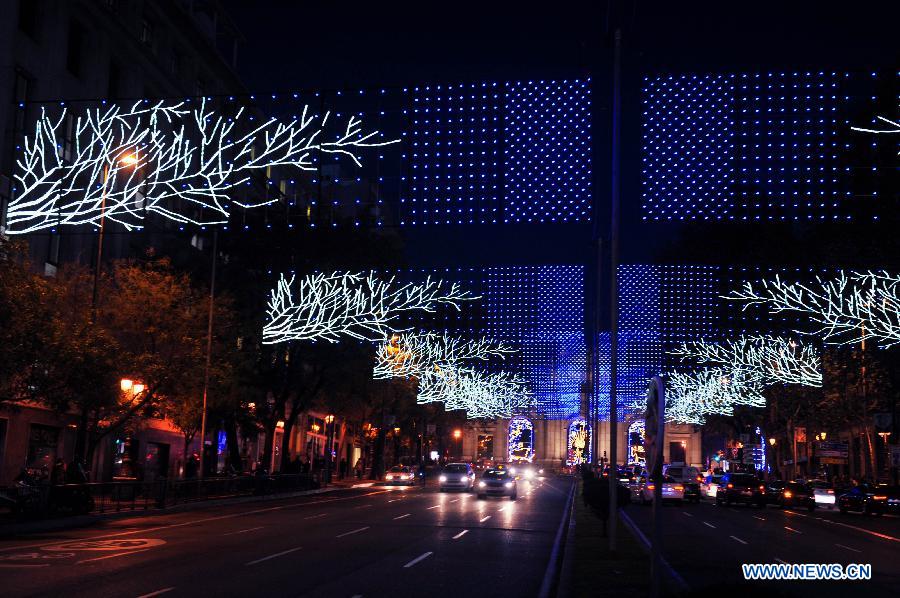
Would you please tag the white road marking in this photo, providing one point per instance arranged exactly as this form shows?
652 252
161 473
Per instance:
418 559
111 556
244 531
356 531
273 556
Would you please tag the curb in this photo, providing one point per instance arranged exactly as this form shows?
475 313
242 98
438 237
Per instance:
79 521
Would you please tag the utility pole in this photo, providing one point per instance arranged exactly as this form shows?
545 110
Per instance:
614 289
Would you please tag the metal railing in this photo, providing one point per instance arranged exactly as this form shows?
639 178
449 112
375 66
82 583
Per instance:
44 500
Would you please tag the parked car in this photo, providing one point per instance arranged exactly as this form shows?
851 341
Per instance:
864 498
457 476
497 482
643 490
823 493
791 495
400 474
710 485
741 488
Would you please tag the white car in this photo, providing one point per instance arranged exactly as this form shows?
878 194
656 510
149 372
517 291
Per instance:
457 476
643 491
710 485
823 492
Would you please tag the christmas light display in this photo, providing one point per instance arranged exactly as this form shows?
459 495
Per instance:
164 158
769 359
414 355
361 306
758 146
578 444
520 442
846 309
690 397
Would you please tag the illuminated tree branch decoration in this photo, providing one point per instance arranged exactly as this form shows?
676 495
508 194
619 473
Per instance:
414 355
360 306
848 309
692 396
769 359
181 162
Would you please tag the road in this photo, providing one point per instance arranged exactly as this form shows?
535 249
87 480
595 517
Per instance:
706 545
361 542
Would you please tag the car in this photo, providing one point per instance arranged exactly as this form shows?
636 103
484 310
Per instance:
643 490
823 493
864 498
710 485
400 474
741 488
497 482
457 476
791 495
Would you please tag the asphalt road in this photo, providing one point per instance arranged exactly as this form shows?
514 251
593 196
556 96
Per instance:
362 542
706 545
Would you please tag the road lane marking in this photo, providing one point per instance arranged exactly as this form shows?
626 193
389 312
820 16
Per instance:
244 531
418 559
273 556
356 531
111 556
199 521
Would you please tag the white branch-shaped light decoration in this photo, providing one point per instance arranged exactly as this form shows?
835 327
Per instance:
690 397
769 359
848 309
163 158
360 306
414 355
481 395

########################################

Every line above should be repeated exactly; pictures stay out of the copy.

Would you please tag the white road marking in this photo, providing one point per instance arranged exactly as this form shows?
652 252
161 473
Per instance:
418 559
111 556
244 531
356 531
273 556
Would you please tag the curb in this photo, providing one point per instance arranged exactly as this form shows?
475 313
242 98
438 237
Per instance:
79 521
Would you please tag the utility pole in this photo, providing one point per instance arranged exactly as this form shows?
545 110
Per instance:
614 289
Would you please tag the metal railing in this photo, providing one point per instance arranged exactly as this form shows?
639 178
449 112
375 66
82 583
Per instance:
44 500
Would you please tag the parked car in this photo, providing one point per instance arranged exactly as this form shows?
851 341
Per instance:
864 498
457 476
497 482
643 490
823 493
791 495
400 474
710 485
741 488
Would you please tag the white car in this photo, providing one point per instance arranged exactly as this form shows?
878 194
656 510
149 372
517 291
Per instance:
457 476
643 491
710 485
823 492
Would you please tag the christmas light display in this photo, providing one point per instance arranged exactly as this form shows?
459 495
Per instance:
164 158
769 359
414 355
361 306
758 146
578 444
520 442
846 309
690 397
Would you please tag the illuminated tree branch decoration in this photo, providing one point per instance arranged exactly as this form shows?
676 495
508 194
619 473
Per instance:
414 355
360 306
848 309
692 396
769 359
181 162
Would you please tag the road in this photo, providing one point per instance arranged exactly as this form shows?
535 249
87 480
595 517
Per instance:
706 545
361 542
Would you please tag the car in this photo, providing one point per instance arranged exactly as this form shows?
636 103
484 310
Per instance:
643 490
823 493
864 498
710 485
400 474
741 488
497 482
457 476
791 495
Would you please tag the asphalt road in this photo, providing one point per instance arranged exactly as this form shows?
514 251
593 196
556 96
Per instance:
362 542
706 545
Would you please tag the road lane marking in this photo, providing one point per instance arranged exactly as this form shows?
626 193
389 312
820 16
Per instance:
244 531
418 559
273 556
356 531
111 556
199 521
Would you please tag the white branch-shaped light decoration in this photo, providing one point per instance arranged exactly as this form shows?
835 327
Per instance:
690 397
769 359
848 309
163 158
360 306
414 355
481 395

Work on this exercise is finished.